### Exercise directions
Nothing but the lines from the one containing "The component shall indicate each instance of the utility" through the end of the data should be output, each reproduced exactly.
===== Material supplied =====
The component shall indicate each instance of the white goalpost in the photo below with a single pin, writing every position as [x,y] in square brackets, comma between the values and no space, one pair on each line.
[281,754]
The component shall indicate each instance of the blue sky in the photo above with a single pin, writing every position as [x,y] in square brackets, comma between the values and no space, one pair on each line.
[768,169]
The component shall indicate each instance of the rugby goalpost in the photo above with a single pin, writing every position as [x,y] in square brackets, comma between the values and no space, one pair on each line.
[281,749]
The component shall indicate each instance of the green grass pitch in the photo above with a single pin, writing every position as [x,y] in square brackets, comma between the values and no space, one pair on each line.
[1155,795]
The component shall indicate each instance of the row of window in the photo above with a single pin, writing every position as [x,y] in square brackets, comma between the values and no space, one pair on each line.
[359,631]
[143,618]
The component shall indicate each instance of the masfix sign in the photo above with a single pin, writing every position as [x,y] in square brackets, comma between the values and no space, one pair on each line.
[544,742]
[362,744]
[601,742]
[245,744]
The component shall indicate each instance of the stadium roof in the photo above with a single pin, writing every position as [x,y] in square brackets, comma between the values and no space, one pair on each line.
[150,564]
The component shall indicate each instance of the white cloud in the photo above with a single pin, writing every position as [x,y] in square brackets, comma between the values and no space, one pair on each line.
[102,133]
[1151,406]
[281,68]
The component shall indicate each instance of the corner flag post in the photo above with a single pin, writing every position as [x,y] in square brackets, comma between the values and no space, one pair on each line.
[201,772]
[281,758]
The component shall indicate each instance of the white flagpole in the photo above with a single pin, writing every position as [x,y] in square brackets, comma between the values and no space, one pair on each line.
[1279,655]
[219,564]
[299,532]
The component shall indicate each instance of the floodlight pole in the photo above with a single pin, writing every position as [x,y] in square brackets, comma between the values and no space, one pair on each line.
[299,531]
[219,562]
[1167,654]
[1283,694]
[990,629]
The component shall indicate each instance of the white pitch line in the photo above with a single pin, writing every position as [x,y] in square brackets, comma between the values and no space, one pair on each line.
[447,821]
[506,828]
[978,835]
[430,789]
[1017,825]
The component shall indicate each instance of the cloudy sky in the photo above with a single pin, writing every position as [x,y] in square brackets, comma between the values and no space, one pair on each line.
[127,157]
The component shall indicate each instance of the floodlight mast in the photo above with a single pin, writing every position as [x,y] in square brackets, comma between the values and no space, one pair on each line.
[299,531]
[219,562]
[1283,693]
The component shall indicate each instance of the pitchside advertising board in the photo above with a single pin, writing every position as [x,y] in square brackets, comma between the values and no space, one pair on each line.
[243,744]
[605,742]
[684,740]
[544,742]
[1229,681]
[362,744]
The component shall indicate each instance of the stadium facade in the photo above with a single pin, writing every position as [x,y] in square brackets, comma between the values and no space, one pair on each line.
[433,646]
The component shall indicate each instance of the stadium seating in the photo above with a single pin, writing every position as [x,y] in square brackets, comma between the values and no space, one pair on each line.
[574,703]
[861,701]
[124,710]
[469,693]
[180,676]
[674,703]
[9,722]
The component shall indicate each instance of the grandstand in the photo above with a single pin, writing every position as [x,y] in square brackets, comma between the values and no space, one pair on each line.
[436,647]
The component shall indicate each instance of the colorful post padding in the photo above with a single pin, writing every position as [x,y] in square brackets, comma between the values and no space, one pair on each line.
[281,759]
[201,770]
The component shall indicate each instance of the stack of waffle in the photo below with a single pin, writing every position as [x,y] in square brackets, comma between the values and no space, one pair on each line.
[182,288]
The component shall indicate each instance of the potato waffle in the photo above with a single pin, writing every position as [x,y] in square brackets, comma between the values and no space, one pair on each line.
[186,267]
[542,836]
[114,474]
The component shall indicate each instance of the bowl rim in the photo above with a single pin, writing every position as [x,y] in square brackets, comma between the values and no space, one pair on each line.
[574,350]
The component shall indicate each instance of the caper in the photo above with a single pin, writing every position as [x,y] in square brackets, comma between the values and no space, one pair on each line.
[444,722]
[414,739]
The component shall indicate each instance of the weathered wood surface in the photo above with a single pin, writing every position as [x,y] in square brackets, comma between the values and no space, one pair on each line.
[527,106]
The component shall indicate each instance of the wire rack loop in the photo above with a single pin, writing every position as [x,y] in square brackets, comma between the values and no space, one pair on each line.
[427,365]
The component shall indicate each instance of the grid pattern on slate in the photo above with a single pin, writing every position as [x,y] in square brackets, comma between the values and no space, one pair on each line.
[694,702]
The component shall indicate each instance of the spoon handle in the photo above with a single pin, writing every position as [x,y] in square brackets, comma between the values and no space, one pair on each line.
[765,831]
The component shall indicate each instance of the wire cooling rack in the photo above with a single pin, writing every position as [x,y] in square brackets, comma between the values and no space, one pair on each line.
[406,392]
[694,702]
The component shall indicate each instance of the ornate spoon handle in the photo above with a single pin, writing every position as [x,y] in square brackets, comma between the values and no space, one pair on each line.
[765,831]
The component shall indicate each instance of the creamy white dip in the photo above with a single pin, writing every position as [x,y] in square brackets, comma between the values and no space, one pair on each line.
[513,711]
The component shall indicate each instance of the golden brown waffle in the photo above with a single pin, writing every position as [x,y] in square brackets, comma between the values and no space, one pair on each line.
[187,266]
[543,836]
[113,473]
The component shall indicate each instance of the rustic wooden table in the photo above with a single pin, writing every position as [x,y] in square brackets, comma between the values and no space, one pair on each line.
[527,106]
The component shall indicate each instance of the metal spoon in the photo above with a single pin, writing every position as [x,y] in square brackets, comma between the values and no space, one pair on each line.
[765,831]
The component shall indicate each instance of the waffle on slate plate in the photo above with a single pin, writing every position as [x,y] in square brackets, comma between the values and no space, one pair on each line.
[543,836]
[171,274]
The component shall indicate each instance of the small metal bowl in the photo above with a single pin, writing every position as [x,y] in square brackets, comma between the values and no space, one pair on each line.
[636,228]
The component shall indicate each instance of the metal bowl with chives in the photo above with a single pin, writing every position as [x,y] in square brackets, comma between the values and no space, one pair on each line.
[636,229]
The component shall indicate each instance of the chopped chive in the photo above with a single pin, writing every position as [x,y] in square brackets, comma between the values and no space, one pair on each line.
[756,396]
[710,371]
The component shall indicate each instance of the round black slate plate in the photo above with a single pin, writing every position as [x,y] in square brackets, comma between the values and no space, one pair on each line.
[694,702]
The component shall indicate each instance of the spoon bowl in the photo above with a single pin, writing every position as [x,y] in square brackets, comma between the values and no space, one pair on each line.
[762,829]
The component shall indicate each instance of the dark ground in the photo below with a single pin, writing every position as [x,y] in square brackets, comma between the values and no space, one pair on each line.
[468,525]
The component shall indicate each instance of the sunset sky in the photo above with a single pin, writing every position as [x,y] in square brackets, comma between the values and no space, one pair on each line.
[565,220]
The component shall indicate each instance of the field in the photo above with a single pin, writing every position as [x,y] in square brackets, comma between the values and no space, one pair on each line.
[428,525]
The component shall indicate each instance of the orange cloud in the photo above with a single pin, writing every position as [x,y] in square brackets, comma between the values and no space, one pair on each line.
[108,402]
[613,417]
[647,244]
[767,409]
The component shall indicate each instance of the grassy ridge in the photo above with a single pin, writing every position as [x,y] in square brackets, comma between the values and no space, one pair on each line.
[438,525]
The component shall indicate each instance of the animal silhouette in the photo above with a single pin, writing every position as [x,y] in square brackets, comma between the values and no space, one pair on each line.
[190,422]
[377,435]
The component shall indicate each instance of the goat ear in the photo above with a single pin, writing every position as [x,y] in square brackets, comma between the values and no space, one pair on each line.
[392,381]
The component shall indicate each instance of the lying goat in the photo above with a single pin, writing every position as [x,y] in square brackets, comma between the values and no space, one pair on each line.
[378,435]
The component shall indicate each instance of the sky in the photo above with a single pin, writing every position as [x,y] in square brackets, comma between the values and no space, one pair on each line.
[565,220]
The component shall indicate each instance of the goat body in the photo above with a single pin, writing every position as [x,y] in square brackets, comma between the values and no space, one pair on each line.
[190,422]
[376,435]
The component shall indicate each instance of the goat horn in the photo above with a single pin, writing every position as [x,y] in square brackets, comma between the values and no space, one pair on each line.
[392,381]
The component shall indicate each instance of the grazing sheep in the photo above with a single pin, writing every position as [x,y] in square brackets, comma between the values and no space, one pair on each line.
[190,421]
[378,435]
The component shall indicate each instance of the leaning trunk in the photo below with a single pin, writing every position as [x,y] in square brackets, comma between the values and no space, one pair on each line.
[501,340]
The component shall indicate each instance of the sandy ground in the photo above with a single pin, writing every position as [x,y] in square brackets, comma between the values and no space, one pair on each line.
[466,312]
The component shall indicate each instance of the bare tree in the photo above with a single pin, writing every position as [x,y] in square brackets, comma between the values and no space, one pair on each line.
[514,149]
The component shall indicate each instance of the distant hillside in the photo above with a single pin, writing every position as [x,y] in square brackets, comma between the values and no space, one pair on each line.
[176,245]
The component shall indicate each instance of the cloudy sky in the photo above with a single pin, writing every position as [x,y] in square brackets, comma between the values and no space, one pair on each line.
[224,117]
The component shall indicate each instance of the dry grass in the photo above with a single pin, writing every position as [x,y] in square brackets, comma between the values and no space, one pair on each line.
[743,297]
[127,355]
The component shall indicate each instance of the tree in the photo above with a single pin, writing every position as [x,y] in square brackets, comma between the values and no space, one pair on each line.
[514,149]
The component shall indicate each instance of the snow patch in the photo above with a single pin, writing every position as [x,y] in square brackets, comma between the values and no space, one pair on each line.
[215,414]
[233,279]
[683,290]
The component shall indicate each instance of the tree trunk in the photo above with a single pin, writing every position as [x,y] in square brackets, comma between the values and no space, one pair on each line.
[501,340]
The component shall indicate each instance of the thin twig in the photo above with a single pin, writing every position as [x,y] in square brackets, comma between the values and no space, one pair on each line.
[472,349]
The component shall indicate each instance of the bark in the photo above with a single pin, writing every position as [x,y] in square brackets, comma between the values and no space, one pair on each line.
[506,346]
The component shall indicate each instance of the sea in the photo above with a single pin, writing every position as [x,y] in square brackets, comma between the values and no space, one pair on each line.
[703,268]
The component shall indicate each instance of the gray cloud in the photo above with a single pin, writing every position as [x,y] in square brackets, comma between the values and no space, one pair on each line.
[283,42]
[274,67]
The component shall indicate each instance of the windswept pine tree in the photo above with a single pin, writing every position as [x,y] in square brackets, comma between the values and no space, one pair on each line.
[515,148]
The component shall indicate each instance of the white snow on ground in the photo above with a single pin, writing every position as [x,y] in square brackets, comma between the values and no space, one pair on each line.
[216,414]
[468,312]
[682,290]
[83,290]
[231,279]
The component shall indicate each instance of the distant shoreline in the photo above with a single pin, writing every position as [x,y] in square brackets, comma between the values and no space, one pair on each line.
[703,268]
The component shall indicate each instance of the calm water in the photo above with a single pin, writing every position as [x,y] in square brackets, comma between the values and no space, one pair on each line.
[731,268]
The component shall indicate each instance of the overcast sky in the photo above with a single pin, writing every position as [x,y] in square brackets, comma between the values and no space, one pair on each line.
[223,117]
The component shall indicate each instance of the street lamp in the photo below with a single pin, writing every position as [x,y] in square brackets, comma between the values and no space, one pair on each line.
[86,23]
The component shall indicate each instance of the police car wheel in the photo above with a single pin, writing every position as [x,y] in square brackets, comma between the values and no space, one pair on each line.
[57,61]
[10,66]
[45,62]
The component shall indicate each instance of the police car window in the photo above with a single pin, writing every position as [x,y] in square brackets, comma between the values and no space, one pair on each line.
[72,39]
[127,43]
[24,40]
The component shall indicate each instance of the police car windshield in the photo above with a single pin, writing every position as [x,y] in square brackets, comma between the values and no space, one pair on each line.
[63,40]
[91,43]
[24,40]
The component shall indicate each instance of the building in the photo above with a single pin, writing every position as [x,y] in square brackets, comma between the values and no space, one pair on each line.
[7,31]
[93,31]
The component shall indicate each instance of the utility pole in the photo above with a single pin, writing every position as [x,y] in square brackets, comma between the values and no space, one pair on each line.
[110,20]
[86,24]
=====
### Result of this task
The component shall indicate each instance of the utility pole in the photo above with a single pin, writing every position as [x,y] in square brackets, comma between the values and no space, one pair on each line.
[110,20]
[86,24]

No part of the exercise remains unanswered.